◆ **PROBLEM DETAILS**:
Your answer should hold exactly the lines below from the line with "Target: grassy lawn" through the line with "Target: cheekpiece strap", both included, and no pictures at all.

(Photo-based referring expression data)
┄┄┄┄┄┄┄┄┄┄
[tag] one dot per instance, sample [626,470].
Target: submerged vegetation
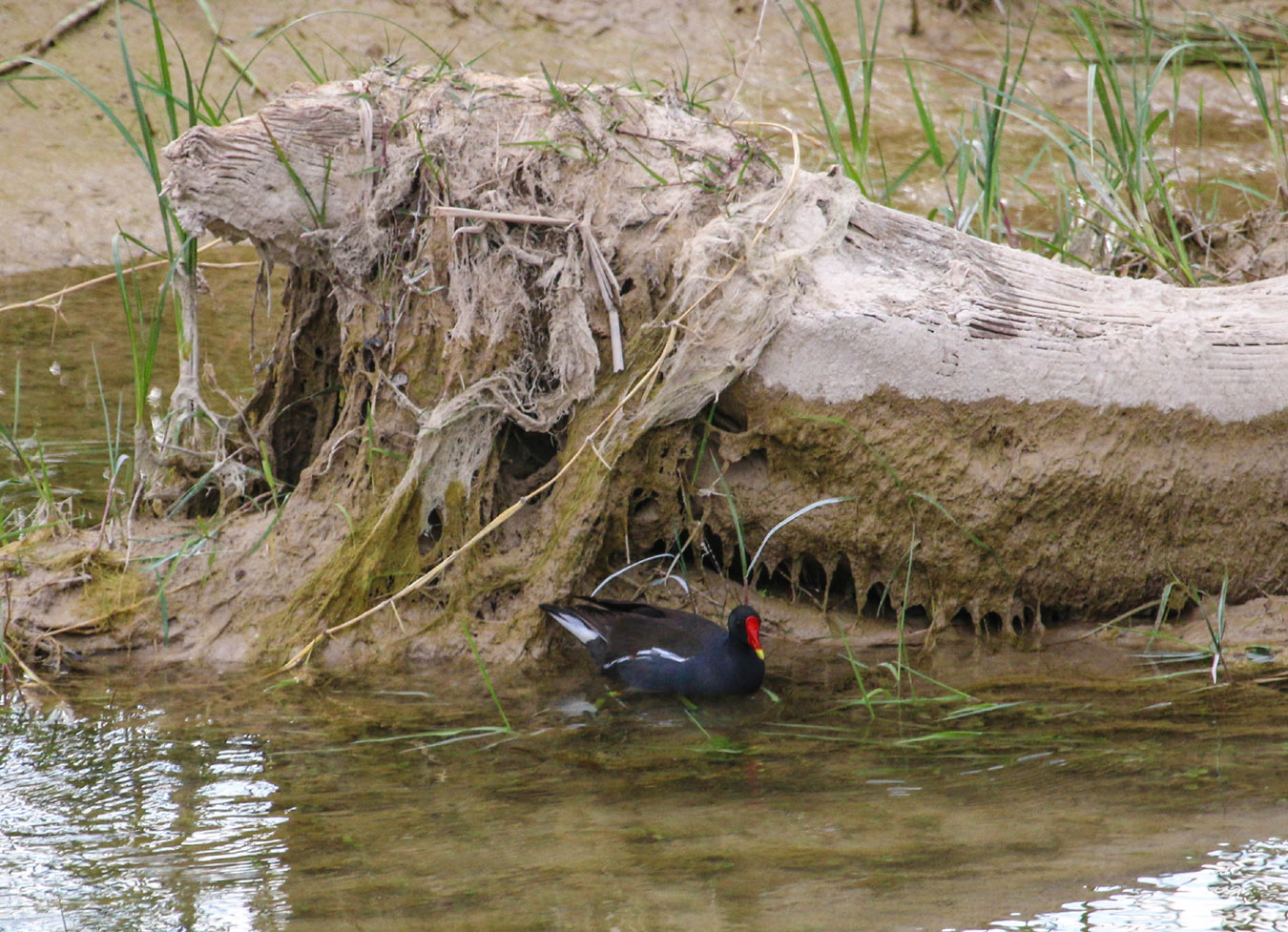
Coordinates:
[1117,183]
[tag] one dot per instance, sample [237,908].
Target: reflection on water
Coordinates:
[110,825]
[223,806]
[1243,888]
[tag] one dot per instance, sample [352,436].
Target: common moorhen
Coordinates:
[663,651]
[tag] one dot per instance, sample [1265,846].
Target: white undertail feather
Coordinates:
[576,627]
[650,654]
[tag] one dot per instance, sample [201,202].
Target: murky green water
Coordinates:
[242,805]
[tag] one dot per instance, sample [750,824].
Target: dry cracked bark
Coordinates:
[1036,441]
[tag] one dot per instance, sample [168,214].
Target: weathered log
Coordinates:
[1018,438]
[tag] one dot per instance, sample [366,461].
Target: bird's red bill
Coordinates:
[754,636]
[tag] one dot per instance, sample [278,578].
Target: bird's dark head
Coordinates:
[744,626]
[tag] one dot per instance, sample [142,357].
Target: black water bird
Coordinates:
[663,651]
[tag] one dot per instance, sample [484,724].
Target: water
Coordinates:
[249,805]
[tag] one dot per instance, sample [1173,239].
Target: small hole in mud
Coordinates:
[728,421]
[431,533]
[876,605]
[916,617]
[841,593]
[713,549]
[812,578]
[526,450]
[777,582]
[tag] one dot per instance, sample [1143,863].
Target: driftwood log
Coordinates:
[1015,441]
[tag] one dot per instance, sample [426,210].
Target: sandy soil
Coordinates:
[69,181]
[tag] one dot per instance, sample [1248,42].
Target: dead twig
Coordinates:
[45,43]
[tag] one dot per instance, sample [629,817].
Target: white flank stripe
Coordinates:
[576,627]
[650,654]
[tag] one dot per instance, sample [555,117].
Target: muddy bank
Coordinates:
[492,386]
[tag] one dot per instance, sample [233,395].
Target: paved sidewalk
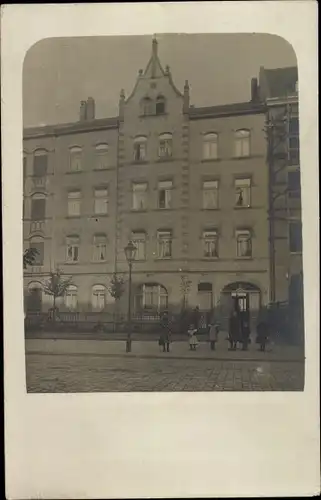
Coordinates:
[149,349]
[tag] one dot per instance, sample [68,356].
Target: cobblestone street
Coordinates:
[74,372]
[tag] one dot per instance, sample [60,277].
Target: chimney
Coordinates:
[186,97]
[254,90]
[90,115]
[83,111]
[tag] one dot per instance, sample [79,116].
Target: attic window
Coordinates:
[160,105]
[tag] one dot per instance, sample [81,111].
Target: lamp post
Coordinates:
[130,252]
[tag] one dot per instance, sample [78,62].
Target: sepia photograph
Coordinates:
[162,224]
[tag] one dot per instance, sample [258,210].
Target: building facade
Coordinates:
[188,185]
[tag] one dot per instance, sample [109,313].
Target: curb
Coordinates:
[155,356]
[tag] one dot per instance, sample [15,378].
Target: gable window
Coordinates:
[210,244]
[242,193]
[139,195]
[101,201]
[164,244]
[210,146]
[40,163]
[242,143]
[243,243]
[74,203]
[165,146]
[160,105]
[295,236]
[100,248]
[210,194]
[101,157]
[98,297]
[72,250]
[38,207]
[75,159]
[294,184]
[38,244]
[140,144]
[146,106]
[71,298]
[139,240]
[165,194]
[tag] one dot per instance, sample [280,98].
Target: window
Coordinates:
[165,194]
[139,240]
[101,156]
[98,297]
[210,194]
[75,159]
[244,243]
[140,148]
[164,244]
[242,143]
[74,203]
[101,201]
[295,236]
[40,163]
[72,249]
[71,297]
[38,244]
[146,106]
[38,207]
[210,244]
[139,196]
[210,149]
[294,184]
[160,105]
[100,248]
[151,296]
[242,193]
[165,146]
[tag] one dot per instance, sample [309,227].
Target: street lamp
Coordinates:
[130,252]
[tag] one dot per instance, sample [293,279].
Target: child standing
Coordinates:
[193,342]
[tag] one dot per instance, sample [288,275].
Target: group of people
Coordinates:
[239,333]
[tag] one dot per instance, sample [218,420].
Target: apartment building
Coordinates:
[188,185]
[279,89]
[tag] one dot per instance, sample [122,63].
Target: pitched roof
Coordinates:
[281,81]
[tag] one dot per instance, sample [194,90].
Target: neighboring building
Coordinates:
[278,88]
[188,185]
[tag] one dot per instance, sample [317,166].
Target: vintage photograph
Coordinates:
[162,214]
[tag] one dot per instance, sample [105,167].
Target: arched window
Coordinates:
[37,242]
[146,106]
[140,147]
[40,163]
[71,297]
[165,145]
[210,146]
[34,297]
[98,297]
[75,159]
[100,247]
[160,105]
[242,143]
[101,156]
[38,207]
[152,297]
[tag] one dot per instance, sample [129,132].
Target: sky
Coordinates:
[60,72]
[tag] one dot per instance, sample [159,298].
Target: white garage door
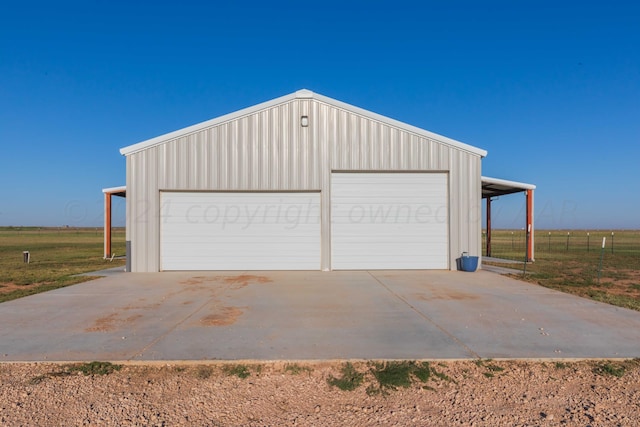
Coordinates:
[389,221]
[240,231]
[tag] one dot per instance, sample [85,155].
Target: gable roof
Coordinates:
[301,94]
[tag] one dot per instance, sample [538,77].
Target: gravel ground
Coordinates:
[468,393]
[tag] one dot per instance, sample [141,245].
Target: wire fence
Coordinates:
[511,243]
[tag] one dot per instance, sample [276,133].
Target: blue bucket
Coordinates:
[469,263]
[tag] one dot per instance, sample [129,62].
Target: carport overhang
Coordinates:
[108,194]
[494,187]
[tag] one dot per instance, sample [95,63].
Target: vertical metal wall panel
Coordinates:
[270,150]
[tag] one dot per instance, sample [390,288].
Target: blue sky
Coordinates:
[551,89]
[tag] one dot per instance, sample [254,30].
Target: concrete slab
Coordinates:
[312,315]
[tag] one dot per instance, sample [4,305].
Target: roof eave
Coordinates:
[300,94]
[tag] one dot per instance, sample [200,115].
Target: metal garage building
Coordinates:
[302,182]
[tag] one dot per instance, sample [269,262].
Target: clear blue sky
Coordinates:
[551,89]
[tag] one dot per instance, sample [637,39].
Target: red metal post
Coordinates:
[107,225]
[488,226]
[530,243]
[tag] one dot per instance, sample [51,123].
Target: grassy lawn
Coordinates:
[569,261]
[56,256]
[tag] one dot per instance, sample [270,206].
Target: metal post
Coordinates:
[488,226]
[612,242]
[604,239]
[526,253]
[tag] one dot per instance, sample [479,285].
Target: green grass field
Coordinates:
[56,256]
[566,262]
[569,261]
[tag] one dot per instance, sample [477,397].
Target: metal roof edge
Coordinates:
[300,94]
[115,189]
[396,123]
[125,151]
[514,184]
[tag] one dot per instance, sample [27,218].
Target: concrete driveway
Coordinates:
[312,315]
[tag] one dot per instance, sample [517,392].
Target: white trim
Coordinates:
[400,125]
[507,183]
[115,189]
[300,94]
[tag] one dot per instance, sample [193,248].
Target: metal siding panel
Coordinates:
[268,150]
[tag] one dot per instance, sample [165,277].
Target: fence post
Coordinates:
[612,242]
[604,239]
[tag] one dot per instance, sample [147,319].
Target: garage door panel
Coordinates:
[247,231]
[389,220]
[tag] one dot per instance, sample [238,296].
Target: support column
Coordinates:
[107,225]
[488,226]
[530,246]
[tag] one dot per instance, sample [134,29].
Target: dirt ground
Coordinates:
[465,393]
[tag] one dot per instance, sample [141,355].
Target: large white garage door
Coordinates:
[239,231]
[389,221]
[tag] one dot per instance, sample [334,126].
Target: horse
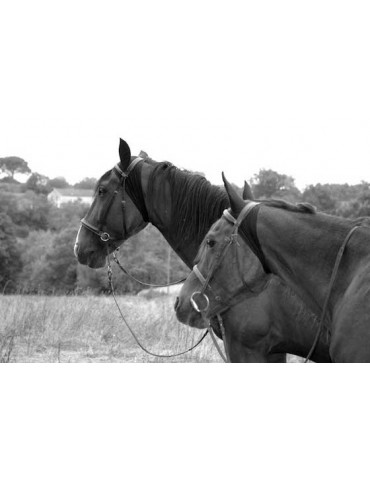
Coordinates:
[324,259]
[183,206]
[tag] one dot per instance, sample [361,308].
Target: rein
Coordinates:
[139,281]
[330,288]
[110,279]
[205,281]
[105,237]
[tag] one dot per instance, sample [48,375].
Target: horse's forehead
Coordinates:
[222,226]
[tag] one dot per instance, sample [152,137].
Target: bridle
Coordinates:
[106,236]
[122,175]
[205,281]
[228,241]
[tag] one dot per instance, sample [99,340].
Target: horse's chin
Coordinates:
[191,318]
[96,262]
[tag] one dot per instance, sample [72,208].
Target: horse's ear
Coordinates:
[247,192]
[236,202]
[124,154]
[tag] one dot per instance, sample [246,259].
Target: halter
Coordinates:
[228,241]
[205,281]
[123,175]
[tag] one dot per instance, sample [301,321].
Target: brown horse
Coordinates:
[183,206]
[300,246]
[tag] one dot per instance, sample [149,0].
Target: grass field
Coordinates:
[89,329]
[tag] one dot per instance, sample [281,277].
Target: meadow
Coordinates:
[48,329]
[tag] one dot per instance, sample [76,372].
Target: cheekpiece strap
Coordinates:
[242,215]
[199,275]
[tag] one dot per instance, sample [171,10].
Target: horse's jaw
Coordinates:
[92,259]
[188,316]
┄┄┄┄┄┄┄┄┄┄
◆ **ANSWER TO THIS TASK**:
Target: grassy lawn
Coordinates:
[569,261]
[56,256]
[tag] one dot per instance, sample [270,206].
Target: metal post
Coordinates:
[488,226]
[612,242]
[604,239]
[526,253]
[tag] one dot per instance, sample [479,285].
Target: green grass field
Coordinates:
[56,256]
[566,262]
[569,261]
[tag] one dot per instance, sample [477,397].
Target: metal roof edge
Coordinates:
[300,94]
[115,189]
[396,123]
[125,151]
[514,184]
[tag] one dot per instance, sample [27,218].
Target: concrete driveway
Coordinates:
[312,315]
[tag] one dot per instance, sample [517,392].
Target: white trim
Coordinates:
[400,125]
[507,183]
[115,189]
[300,94]
[tag] one dot per instance, sample [193,248].
Target: metal siding panel
Coordinates:
[268,150]
[tag] one dot per instance, sample [165,277].
Target: fence post
Coordinates:
[612,242]
[604,239]
[tag] one dot per instance, sample [147,319].
Target: garage door panel
Coordinates:
[247,231]
[389,220]
[tag] one dot per instance, sample [238,296].
Target: support column
Coordinates:
[107,225]
[488,226]
[530,246]
[tag] one dot per instance, sample [134,29].
Target: dirt ground
Coordinates:
[465,393]
[tag] one dot per instance, sample [141,355].
Target: large white garage door
Coordinates:
[239,231]
[389,221]
[tag] one dot per instance, sample [334,126].
Target: horse
Coordinates:
[324,259]
[183,206]
[tag] one dot per instance, sample [361,308].
Target: rein
Coordinates:
[139,281]
[330,288]
[110,279]
[205,281]
[105,237]
[tag] one dot per instance, sample [48,375].
Target: horse's forehead
Coordinates:
[222,226]
[tag] one dot per instance, sample [152,137].
Target: bridle
Coordinates:
[106,236]
[122,175]
[205,281]
[228,241]
[tag] one dot per instance, sample [99,340].
Target: horse's chin
Coordinates:
[191,318]
[96,262]
[tag] one dot per instance, sample [72,208].
Target: horse's ear
Coordinates:
[247,192]
[236,202]
[124,154]
[tag] one dot per instance, sample [246,259].
Target: halter
Coordinates:
[228,241]
[205,281]
[123,175]
[tag] one dot per instance, sample [301,321].
Target: brown horse
Coordinates:
[183,206]
[300,246]
[tag] one dot per instance, sample [149,0].
Target: grass field
Coordinates:
[89,329]
[tag] one dot per instance, sample [281,277].
Target: meadow
Coordinates:
[48,329]
[tag] one dot per instance, sample [76,372].
Target: cheekpiece strap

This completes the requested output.